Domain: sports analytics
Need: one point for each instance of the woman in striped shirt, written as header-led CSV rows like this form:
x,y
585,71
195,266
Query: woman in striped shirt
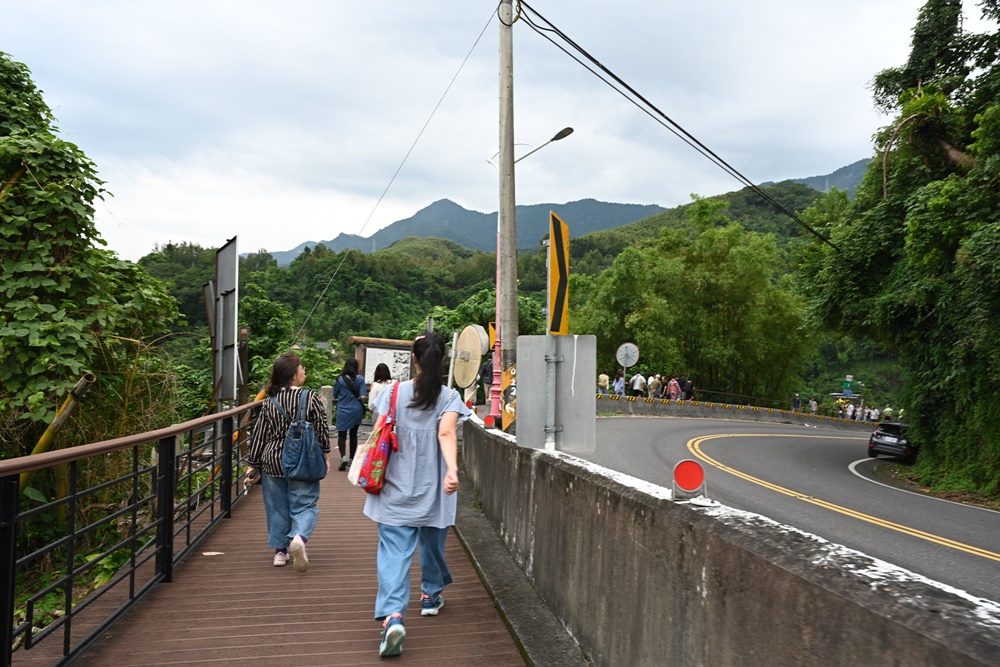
* * * * * * *
▶ **About this task**
Give every entry again as it is, dropping its pictures.

▶ **Exercise result**
Domain: sports analytics
Need: one point for each instance of the woman in striped shirt, written as header-led CSV rows like this form:
x,y
585,71
195,266
Query: woman in striped shirt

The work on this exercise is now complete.